Exercise 1
Copy out the Kuwait coronavirus article between "American resident Gayle" and "have been reported.", inclusive.
Exercise 2
List the places that, according to the Kuwait coronavirus article, the government banned people from visiting.
Exercise 3
Continue the Kuwait coronavirus article after its final sentence.

***** Passage to read *****

KUWAIT (Reuters) - Citizens and residents of Kuwait got ready for a virtual nation-wide lockdown by rushing to supermarkets as authorities took exceptional measures against coronavirus, including banning all commercial passenger flights starting Friday.
Streets in the Gulf Arab state were largely empty on Thursday, the start of a two-week public holiday declared by the government, which also banned people from visiting restaurants, cafes and gyms.
American resident Gayle St. Clair described pandemonium at a supermarket on Wednesday night when the measures were announced.
“Once I got in, they gave me sanitizer and gloves, but it was so crowded that I could hardly get to the aisles to get my items,” she said. “Luckily I found a self-checkout booth but it took others hours to get overflowing carts through the cashier.”
Kuwait, whose land borders with Saudi Arabia and Iraq are also closed to passenger movement, has 80 coronavirus cases. As in other Gulf Arab states, no deaths have been reported.
It was not clear how long the ban on commercial flights in and out of Kuwait would last.
“I’ve seen and heard lots of people complaining about wanting to go out to public places and wanting to travel ... but frankly it’s better to be safe than sorry,” said Kuwaiti national Laila Al Qatami.

***** Recorded data *****

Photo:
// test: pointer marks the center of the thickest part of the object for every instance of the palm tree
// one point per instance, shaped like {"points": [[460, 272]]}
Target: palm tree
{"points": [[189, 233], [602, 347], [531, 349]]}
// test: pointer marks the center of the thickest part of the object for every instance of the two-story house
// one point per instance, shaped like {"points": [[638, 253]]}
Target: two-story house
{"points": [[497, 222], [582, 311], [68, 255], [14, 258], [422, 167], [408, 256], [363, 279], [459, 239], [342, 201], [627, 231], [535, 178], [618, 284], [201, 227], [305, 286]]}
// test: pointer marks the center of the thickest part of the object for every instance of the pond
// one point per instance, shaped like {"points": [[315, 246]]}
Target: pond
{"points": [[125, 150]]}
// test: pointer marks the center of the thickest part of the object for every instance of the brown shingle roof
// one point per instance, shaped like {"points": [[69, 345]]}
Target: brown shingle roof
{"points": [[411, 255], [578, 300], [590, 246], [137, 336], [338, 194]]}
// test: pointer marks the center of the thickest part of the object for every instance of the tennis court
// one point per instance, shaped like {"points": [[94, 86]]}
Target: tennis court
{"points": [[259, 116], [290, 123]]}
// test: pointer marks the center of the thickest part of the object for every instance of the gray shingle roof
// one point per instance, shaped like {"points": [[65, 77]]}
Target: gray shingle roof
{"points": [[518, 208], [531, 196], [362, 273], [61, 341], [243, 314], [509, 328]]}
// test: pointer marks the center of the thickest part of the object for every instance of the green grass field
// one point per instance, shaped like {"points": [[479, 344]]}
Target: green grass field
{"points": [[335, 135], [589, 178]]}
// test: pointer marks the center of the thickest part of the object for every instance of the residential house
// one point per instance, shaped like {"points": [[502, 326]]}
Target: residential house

*****

Task response 1
American resident Gayle St. Clair described pandemonium at a supermarket on Wednesday night when the measures were announced.
“Once I got in, they gave me sanitizer and gloves, but it was so crowded that I could hardly get to the aisles to get my items,” she said. “Luckily I found a self-checkout booth but it took others hours to get overflowing carts through the cashier.”
Kuwait, whose land borders with Saudi Arabia and Iraq are also closed to passenger movement, has 80 coronavirus cases. As in other Gulf Arab states, no deaths have been reported.

Task response 2
restaurants, cafes, gyms

Task response 3
The government had been criticized by some members of parliament after reports that several expatriates had ignored instructions to self-quarantine upon arrival.
Lawmaker Badr Al-Mulla told Reuters the coronavirus outbreak was a “global catastrophe” that required exceptional measures.
For Egyptian resident Abu Ahmed, 45, the precautions seem necessary. “It feels we are near Judgement Day with coronavirus and I worry about my children and family,” he said.
Trade Minister Khalid Al Roudan sought to reassure people over the supply of goods, and a temporary ban was imposed on food exports.
“There is no need for all this panic because shipping lanes are still open and cargo flights continue. There are sufficient strategic food stockpiles for several months,” he said in remarks released by his ministry.
Businesses and organizations providing essential goods and services remain open. The central bank said it was ready to support the financial sector.
“The government has done what it can,” said Mohammed Al-Ghanim, whose firm Hamad Sulaiman Al-Ghanim and Sons Group owns construction companies.
“What is important now is that everyone comply.”